YOUR INSTRUCTIONS
Tally the lines below that contain the word "green". Only the number should be returned.

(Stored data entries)
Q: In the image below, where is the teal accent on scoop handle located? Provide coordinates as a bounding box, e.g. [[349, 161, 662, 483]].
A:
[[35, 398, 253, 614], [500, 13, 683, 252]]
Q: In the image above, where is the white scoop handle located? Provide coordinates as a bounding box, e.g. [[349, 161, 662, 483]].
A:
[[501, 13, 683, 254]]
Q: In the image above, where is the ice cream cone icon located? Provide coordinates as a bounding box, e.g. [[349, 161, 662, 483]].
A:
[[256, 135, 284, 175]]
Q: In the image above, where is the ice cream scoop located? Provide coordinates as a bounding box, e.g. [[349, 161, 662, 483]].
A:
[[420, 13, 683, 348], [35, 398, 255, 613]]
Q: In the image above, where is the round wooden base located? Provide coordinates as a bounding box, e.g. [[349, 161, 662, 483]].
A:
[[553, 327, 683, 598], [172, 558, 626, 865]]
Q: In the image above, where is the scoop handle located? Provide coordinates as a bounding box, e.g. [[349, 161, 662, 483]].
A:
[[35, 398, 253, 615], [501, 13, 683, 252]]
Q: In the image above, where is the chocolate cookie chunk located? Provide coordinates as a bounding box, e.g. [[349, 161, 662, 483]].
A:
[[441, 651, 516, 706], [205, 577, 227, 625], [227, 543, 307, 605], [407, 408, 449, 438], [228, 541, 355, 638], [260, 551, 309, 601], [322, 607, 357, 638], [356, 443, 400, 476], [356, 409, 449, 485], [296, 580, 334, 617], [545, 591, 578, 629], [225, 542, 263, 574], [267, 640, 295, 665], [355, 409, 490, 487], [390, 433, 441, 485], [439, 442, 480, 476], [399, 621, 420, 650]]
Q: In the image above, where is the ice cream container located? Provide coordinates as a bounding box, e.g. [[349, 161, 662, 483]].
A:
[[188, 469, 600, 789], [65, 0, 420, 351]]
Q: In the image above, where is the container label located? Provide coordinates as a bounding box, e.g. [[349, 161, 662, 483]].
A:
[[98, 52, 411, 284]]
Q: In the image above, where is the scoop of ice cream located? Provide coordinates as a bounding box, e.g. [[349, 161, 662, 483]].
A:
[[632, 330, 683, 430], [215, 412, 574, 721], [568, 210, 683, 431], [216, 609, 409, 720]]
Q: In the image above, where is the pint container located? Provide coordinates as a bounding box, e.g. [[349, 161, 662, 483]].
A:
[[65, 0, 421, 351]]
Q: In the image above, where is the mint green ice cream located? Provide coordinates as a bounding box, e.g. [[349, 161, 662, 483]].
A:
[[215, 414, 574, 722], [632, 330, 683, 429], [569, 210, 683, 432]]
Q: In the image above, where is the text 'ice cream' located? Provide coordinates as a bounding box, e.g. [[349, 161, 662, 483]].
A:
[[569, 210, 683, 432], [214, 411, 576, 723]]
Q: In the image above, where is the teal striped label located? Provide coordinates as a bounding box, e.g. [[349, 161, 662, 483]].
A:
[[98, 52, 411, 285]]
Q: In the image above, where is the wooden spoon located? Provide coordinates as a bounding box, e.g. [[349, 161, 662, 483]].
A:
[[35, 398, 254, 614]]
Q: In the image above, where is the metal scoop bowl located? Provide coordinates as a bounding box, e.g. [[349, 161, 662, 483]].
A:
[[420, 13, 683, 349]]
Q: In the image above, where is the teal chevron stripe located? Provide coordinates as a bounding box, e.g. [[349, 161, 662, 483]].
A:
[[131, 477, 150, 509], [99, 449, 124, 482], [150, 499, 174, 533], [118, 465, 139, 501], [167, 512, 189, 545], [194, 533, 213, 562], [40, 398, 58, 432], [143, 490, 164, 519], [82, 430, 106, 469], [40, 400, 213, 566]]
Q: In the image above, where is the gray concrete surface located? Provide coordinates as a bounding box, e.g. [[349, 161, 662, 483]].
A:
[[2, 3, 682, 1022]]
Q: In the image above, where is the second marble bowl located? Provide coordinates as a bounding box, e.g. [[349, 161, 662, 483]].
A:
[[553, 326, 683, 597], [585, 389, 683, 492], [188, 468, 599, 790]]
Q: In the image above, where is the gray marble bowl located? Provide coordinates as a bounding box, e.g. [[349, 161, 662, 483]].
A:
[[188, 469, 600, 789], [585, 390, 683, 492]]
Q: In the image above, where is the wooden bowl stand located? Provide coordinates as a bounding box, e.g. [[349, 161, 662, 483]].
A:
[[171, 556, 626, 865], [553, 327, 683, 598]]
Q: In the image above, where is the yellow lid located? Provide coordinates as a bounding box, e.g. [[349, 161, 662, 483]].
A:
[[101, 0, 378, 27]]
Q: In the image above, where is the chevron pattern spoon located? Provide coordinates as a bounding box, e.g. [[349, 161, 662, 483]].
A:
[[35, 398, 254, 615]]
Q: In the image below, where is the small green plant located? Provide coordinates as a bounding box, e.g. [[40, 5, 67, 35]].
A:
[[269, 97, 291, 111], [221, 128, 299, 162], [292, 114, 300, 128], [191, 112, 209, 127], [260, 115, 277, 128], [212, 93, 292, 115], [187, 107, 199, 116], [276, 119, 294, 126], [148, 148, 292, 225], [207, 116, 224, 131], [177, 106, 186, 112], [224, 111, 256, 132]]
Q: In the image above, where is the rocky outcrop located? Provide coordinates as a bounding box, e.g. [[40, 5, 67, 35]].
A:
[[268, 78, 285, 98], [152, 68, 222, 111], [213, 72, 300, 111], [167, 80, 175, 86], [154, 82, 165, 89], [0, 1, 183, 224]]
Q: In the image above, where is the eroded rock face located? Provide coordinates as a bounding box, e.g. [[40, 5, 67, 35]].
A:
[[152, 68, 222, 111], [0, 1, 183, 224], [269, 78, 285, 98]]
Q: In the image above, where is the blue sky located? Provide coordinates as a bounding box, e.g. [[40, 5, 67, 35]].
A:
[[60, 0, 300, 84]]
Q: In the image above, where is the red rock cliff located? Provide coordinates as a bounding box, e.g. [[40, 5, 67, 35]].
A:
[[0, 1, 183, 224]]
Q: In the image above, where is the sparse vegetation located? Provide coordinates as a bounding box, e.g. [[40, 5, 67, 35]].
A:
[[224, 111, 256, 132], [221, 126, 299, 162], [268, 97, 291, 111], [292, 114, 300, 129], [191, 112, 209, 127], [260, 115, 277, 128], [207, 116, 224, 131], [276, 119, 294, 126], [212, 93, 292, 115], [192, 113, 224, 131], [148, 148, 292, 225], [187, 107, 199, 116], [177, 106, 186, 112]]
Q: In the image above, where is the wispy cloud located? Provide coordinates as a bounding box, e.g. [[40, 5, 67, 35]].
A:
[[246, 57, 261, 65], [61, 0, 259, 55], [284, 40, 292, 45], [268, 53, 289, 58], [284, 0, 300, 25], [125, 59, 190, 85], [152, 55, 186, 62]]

EXPECTED ANSWER
2